## Texto de partida

#####

Nada se pierde con vivir, ensaya. Puede ser que quienes leyeran a Enrique Lihn (Chile, 1929―1988) en su momento, hayan quedado embobados con La pieza oscura (1963), ese prodigio de la poesía confesional, especialmente con sus monólogos: esa voz inimitable, acaso la de un supuesto padre susurrándole a su hijo de meses, un padre que aún no lo era y que ya en ese entonces no dejaba de serlo para algunos de sus lectores. Pese a esto, lo que me conmueve hoy, desde la perspectiva de los años que le han pasado encima a estos versos sin lograr envejecerlos, más que aquella prosodia tan aristocrática como ordinariamente feroz ―en palabras de Álvaro Bisama―, es aquel verbo: “ensaya”, que ya Montaigne en el siglo XVI transmutara no sólo en un género literario nuevo, sino en un sustantivo. Ensayar es como tener la alacena llena de comida cuando llegan los tiempos de guerra, dice precisamente en un ensayo Fabián Casas. Y si quisiera ir más lejos aventuraría una premisa: el ensayo, como texto supuestamente transitivo, de ejercicio “impresentable” si se quiere, es precisamente por este motivo una obra ya finiquitada; lo que se escribiera antes o se escriba después de ella viene por añadidura.
El presente texto es de cierta manera una parcelada panorámica a los actuales novelistas latinoamericanos que se dedican precisamente a esto: a ensayar, o a lo que también denominaré indistintamente artículo, crónica ínfima, o sencillamente texto. Pero es también, secretamente, un ensayo; un ensayo tanto sobre el tratamiento del pop en la literatura como de un examen de disección del estilo ajeno, pero por sobre todo, un ensayo acerca de las formas inhóspitas que ha ido tomando el mismo aquí en Latinoamérica. Hablaré de la generación de los que están actualmente publicando. Nada de muertos esta vez. Voy a hacer como que el Boom nunca existió, por lo que me veré en la obligación de analizar a estos cinco autores que seleccioné bajo la luz de la intemperie, sin sombras de gigantes dinosaurios. Me aplicaré a divagar acerca de cierto escritor contemporáneo y latinoamericano cuya obra se delinea especialmente en la narrativa, pero que como actividad anexa o hobbie se dedica a la labor de articulista o ensayista, menester que, a mi gusto de lector, le sale mucho más fresco y estilísticamente más convincente.
Mi relación con el artículo y la crónica —género bastardo— en su momento fue la del lector azorado, salteado a voluntad, como quien leyere el diario de hace cuatro días, o lo que haya en el baño, cuando ya no se tiene nada que leer. Pero fue hace no mucho, siendo yo ya un lector omnívoro y compulsivo, que leí con verdadera dedicación, por primera y circunstancial vez, un artículo. Fue uno de Fabio Morábito. El mexicano nacido en Alejandría, por oficio poeta y que se hiciera tímidamente conocido en el cono sur por alguno que otro volumen de cuentos publicado en su momento por Tusquets, desembarcó de una buena vez en estos paisajes, curiosamente, con un volumen que recogía sus mejores artículos (o ensayos, como se quiera). En su idioma materno escuché, más que una voz, un tiempo. El timing justo, por ejemplo, que existe entre estación y estación en el metro de cualquier metrópolis. Hice el ejercicio y leí cada dos estaciones del metro de Santiago los ensayos de Idioma Materno (Hueders/Sexto piso, 2014), y entendí todo perfectamente. Página y media es el límite, el tamaño de una crónica, ensayo o artículo (a esta altura estos tres químicamente fundidos), suficiente para dejar la fotografía quieta en la mente.

#####

## Consignas de trabajo
**A)** Indica si cada afirmación coincide con el texto sobre el ensayo latinoamericano y cita las palabras que lo deciden: (i) La pieza oscura se publicó en 1963. (ii) El autor analizará a siete autores. (iii) El autor leyó los ensayos de Idioma Materno cada dos estaciones del metro de Santiago.
**B)** Según el texto sobre el ensayo latinoamericano, ¿cuál es el límite de extensión de una crónica, ensayo o artículo?
**C)** Prosigue el texto sobre el ensayo latinoamericano a partir de su última oración.

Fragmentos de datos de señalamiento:
#####

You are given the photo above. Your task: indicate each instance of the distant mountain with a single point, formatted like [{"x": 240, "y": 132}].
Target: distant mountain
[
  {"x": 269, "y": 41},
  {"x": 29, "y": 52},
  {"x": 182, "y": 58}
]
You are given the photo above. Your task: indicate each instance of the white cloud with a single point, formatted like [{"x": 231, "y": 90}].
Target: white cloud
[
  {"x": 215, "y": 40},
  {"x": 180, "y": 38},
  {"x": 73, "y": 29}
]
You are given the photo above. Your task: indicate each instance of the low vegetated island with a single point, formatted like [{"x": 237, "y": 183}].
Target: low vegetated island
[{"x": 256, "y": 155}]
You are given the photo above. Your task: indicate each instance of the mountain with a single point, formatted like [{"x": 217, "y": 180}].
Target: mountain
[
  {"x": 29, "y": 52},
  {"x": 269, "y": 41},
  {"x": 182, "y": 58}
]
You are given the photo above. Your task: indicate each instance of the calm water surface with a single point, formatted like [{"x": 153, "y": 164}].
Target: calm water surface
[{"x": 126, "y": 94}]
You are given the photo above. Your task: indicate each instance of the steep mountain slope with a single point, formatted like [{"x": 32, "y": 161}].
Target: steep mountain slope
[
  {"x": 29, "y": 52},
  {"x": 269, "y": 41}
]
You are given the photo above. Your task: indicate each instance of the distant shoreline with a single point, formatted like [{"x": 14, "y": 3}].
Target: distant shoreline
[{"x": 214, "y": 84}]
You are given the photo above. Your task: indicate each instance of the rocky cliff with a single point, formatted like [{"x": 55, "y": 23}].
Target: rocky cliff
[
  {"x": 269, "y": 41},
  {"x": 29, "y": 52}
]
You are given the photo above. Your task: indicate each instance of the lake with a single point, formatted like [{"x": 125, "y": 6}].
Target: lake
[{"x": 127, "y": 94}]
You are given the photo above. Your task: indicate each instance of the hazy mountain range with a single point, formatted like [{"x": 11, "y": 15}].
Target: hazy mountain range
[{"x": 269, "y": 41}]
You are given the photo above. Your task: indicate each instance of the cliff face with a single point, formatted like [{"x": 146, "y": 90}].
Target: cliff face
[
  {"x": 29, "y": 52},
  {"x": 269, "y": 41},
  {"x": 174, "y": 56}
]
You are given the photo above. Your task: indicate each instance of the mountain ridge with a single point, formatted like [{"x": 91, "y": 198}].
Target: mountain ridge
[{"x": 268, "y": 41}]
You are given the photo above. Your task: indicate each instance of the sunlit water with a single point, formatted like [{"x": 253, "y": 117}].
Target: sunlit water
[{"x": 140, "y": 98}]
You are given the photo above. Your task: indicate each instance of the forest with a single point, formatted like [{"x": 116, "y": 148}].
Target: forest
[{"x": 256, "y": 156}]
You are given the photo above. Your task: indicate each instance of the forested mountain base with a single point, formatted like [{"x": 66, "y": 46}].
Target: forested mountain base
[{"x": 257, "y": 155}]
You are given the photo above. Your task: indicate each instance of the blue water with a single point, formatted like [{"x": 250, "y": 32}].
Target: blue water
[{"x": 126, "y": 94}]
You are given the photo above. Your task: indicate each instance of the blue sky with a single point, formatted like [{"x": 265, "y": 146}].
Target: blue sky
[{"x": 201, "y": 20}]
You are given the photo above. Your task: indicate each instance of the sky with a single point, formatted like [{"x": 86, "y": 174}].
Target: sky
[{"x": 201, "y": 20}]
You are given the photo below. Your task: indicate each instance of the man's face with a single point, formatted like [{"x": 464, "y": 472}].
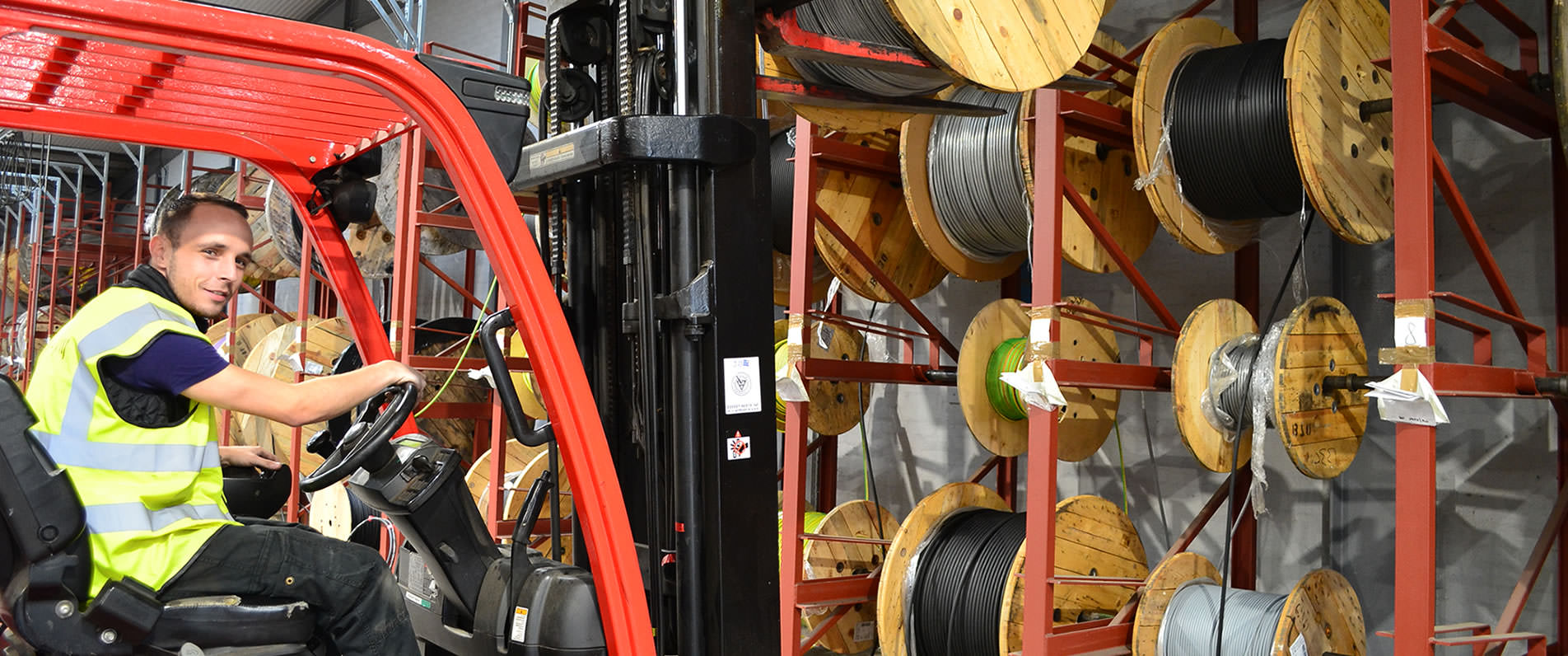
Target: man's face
[{"x": 208, "y": 265}]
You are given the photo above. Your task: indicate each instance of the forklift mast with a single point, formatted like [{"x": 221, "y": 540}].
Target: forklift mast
[{"x": 648, "y": 330}]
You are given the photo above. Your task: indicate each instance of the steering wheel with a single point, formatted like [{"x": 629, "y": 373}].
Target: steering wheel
[{"x": 371, "y": 433}]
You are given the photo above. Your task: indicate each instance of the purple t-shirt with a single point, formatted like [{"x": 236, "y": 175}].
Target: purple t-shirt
[{"x": 170, "y": 364}]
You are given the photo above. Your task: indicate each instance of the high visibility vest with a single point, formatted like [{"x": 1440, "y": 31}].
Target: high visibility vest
[{"x": 152, "y": 496}]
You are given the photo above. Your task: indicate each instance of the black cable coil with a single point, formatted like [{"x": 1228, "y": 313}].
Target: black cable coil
[
  {"x": 782, "y": 170},
  {"x": 959, "y": 583},
  {"x": 1230, "y": 132},
  {"x": 866, "y": 21}
]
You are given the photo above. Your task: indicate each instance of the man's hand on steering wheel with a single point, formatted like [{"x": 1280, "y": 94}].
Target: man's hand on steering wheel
[{"x": 369, "y": 435}]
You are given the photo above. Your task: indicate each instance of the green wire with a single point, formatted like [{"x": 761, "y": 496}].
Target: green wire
[
  {"x": 458, "y": 364},
  {"x": 1123, "y": 471}
]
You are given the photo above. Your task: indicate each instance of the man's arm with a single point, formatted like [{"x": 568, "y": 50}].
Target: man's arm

#####

## Respuestas del ejercicio
**A)**
(i) Sí: "La pieza oscura (1963)".
(ii) No: "analizar a estos cinco autores que seleccioné".
(iii) Sí: "leí cada dos estaciones del metro de Santiago los ensayos de Idioma Materno".

**B)** Página y media.

**C)**
Había uno en especial que me dejó loco, uno sobre el escritor E.L. Doctorow, titulado “El justificante perfecto”: el norteamericano sufre por redactar “bien” un justificativo para su hijo, de la escuela; su esposa, al verlo complicado, coge el lápiz y el papel y en unos cuantos trazos insurrectos deja todo finiquitado. Esto para Morábito es la ética del escritor: el arte llevado a cabo a partir de una práctica social común, de una costumbre, y el compromiso de utilizarlo de la manera más efectiva posible, pero no por ello menos bella. Se dirá que cualquiera puede escribir, al menos quien haya aprendido algo de gramática y tenga cierta pericia para juntar frases. Pero escribir (o específicamente, el estilo con que se lo hace), nos recuerda Morábito, también puede convertirse en una costumbre elemental sujeta a devoción. Como no lo es, por ejemplo, el pestañear o el caminar (¿sería concebible «el pestañeo más bello»?) Una costumbre, es decir, susceptible de convertirse en arte. Así mismo, lo realmente admirable en los cuentos del mexicano es su estilo, ya que la trama por momentos inexistente da de lleno la sensación de haber desaparecido.
No así sus ensayos que además de ello parecieran descubrir en su totalidad una parábola elemental, unos relatos vívidos, cercanos a la sensación de epifanía joyceana. En el caso Doctorow, en el que prima la obstinación y la obsesión, el mexicano se guarda de nombrarlo a lo largo de todo el texto, por ejemplo, una actitud zen caracterizada por desprenderse del nombre propio para concentrarse en la situación misma, en la sensación, en el puro ocurrir ¡Ni en un millar de páginas me lo habrían resumido mejor! Que fuera Doctorow lo deduje luego de leer el cuento en cuestión en sus Cuentos Completos (2015) reunidos por Malpaso; de otra forma, ni modo. Es en este paralelismo en el que encuentro lo valioso de su obra anexa, la del articulista/ensayista. Y a mi gusto su actividad fundamental.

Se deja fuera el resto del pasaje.